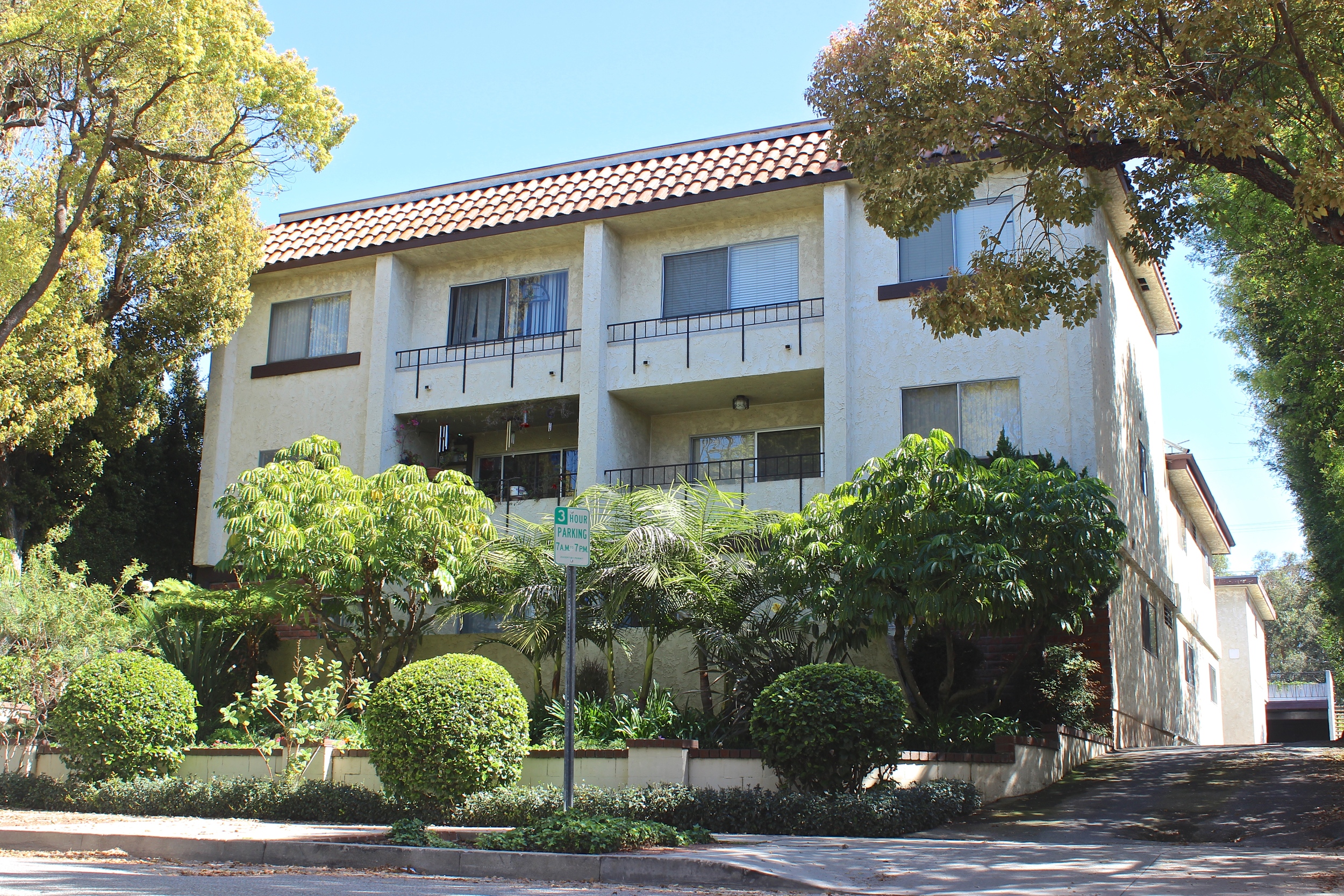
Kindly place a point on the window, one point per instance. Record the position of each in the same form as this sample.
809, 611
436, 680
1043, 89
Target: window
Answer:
504, 308
974, 413
732, 277
1148, 622
528, 477
953, 238
308, 328
765, 456
1143, 468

Exercise: Please rewrite all of the data above as a JSON list of strings with one string per line, skipping any blank lines. Leave the pictures out of the list.

Full output:
[
  "Kindly place a point on the window, one point per instance. Record the position of each in the same form as this sample.",
  "809, 611",
  "436, 680",
  "1043, 89",
  "Target: window",
  "Answer:",
  "504, 308",
  "974, 413",
  "732, 277",
  "1148, 622",
  "528, 477",
  "953, 238",
  "308, 328",
  "765, 456",
  "1143, 468"
]